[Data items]

··········

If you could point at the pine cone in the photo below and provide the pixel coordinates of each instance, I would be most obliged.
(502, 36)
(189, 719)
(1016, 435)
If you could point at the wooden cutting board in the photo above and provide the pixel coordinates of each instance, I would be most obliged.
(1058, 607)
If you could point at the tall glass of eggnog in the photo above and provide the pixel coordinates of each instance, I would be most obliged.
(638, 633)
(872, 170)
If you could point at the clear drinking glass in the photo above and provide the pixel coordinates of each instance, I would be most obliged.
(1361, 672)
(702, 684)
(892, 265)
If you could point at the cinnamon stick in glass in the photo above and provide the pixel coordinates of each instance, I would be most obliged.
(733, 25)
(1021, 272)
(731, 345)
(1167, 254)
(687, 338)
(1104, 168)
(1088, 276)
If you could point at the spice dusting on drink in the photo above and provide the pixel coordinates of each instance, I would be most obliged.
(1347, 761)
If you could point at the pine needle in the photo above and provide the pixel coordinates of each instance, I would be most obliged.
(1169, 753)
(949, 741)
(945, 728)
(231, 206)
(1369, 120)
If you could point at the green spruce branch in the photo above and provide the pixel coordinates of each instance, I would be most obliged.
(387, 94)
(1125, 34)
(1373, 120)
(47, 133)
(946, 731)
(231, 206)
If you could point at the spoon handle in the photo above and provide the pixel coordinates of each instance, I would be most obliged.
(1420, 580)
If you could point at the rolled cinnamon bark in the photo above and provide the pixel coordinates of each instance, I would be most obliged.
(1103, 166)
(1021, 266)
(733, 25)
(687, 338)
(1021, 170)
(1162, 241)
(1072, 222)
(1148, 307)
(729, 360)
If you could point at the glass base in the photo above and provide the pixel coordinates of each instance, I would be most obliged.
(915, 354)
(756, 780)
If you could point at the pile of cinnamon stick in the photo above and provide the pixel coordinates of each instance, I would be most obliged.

··········

§ **EXERCISE**
Please pull every line out of the records above and copy each one verbatim, keeping the original order.

§ **SOLUTION TO THE EXERCISE**
If you could point at the pine cone in the photo below and provide the pixel coordinates of each instance, I would be most obliged.
(502, 36)
(189, 719)
(1016, 435)
If you could point at the wooden cutting board in the photo above and provide the pixel coordinates of each instance, I would be most obliged.
(1058, 607)
If you could point at the tall glass of eggnog in the photo above and provide the pixel coordinates of each instance, I would be most obliged.
(638, 633)
(872, 170)
If you could point at the clear drinking glass in the photo above and provide the pixel coordinates of each instance, I would be most obliged.
(1361, 672)
(702, 684)
(892, 265)
If you could point at the cinnamon stick in glass in the photo above and provide the pixel coordinates of each instance, I would be most obliged.
(733, 25)
(1021, 272)
(731, 345)
(1167, 254)
(687, 338)
(1104, 168)
(1088, 276)
If you could point at the spice dusting on drink in the photo above and provide the pixel coordinates of each instance, I would be most obliged.
(1347, 761)
If you could point at the pine needle in the photo above and provide the pixel coordinates of each instance, I would be most obliged.
(1169, 753)
(949, 741)
(945, 728)
(231, 206)
(1369, 120)
If you could point at the green spruce branch in the photo above and provide the pixel coordinates of each instance, I would be most obliged.
(387, 94)
(1125, 34)
(1373, 120)
(47, 133)
(946, 731)
(231, 206)
If you could point at the spoon handle in the photo above and provide the pixel coordinates of each instance, I would be most obliged.
(1420, 580)
If you could point at the rolled cinnamon bark in the photo above and provide the pixel coordinates of each instance, I would be most obliged.
(1103, 166)
(1021, 266)
(733, 25)
(687, 338)
(1021, 170)
(1162, 241)
(1072, 222)
(1148, 307)
(729, 360)
If you could point at the glass base in the photo above and provide the pixel coordinates of each instance, I would be most obliged.
(915, 354)
(756, 780)
If you could point at the pile of cinnamon stick in the photo above and provide the pixel coordinates of each instance, I would be most obliged.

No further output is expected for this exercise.